REQUIRED ACTION A
State whether each statement agrees with the article about the bakery's survival menu, answering yes or no and quoting the deciding words from the article: (i) Centre Bakery is located in Sale. (ii) The bakery is selling its pantry items at high prices. (iii) The woman who phoned the bakery in tears was calling from a Woolworths supermarket.
REQUIRED ACTION B
Rewrite the part of the article about the bakery's survival menu that opens with the words containing "Centre Bakery, Sale, is" and closes with "do her baking.", replacing "flour" with "sugar".

New ways to make a crust

Sarah Luke

AS restrictions to stamp out the spread of COVID-19 spell closure for most businesses, some have been able to adapt their regular services to fill gaps in the market.

Centre Bakery, Sale, is now offering a ‘survival menu’, giving people access to basic pantry items that have proved elusive in local supermarkets.

Owner Elaine Bateman said the idea came about when a few customers and staff shared how difficult it was to find the essentials.

“Not long after the initial panic buying started, a lady rang the bakery from Coles supermarket crying,” she said.

“She was upset about not being able to get a simple product like flour to do her baking.

“We were in the middle of putting together the program and this phone call confirmed the need for a service of supplying basic pantry items.

“It’s the simple pleasures like these that we have taken for granted.

“If we can help keep people continue to keep baking, we just might be able to do our part in keeping a positive mind within the community.

“We are providing these items at low cost.

“Right now it’s not about the bakery making money, it’s about us surviving, just like everyone else.

“If I can keep the doors open, pay staff and continue to pay my bills, then we’ll be one of the very lucky businesses.

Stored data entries
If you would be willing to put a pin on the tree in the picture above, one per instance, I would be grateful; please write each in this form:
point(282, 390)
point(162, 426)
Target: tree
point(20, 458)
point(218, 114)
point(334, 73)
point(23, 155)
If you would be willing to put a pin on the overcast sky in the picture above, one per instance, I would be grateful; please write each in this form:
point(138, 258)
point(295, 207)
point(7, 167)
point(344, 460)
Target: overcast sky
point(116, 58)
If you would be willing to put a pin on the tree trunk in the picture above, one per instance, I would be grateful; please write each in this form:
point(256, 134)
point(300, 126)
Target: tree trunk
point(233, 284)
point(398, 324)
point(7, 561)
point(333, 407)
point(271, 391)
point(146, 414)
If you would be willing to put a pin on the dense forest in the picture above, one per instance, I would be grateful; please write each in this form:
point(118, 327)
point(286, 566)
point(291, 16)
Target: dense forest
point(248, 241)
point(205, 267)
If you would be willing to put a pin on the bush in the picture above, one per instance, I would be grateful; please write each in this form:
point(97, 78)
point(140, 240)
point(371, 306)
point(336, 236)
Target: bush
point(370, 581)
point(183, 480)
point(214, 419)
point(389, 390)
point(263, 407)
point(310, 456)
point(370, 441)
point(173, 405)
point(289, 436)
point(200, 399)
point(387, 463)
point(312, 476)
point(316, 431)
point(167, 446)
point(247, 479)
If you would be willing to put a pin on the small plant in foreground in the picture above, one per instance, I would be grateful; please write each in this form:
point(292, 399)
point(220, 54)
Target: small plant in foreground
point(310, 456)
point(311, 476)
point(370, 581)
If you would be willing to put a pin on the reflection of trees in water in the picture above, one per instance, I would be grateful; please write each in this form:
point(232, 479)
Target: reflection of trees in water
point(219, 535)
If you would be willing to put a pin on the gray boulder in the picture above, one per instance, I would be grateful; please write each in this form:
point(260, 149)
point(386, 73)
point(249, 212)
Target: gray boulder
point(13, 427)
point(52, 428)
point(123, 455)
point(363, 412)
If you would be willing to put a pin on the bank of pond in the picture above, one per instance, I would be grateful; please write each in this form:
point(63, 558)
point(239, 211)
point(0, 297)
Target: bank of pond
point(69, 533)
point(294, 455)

TASK RESPONSE A
(i) Yes: "Centre Bakery, Sale, is now offering a ‘survival menu’"
(ii) No: "We are providing these items at low cost."
(iii) No: "a lady rang the bakery from Coles supermarket crying"

TASK RESPONSE B
Centre Bakery, Sale, is now offering a ‘survival menu’, giving people access to basic pantry items that have proved elusive in local supermarkets.

Owner Elaine Bateman said the idea came about when a few customers and staff shared how difficult it was to find the essentials.

“Not long after the initial panic buying started, a lady rang the bakery from Coles supermarket crying,” she said.

“She was upset about not being able to get a simple product like sugar to do her baking.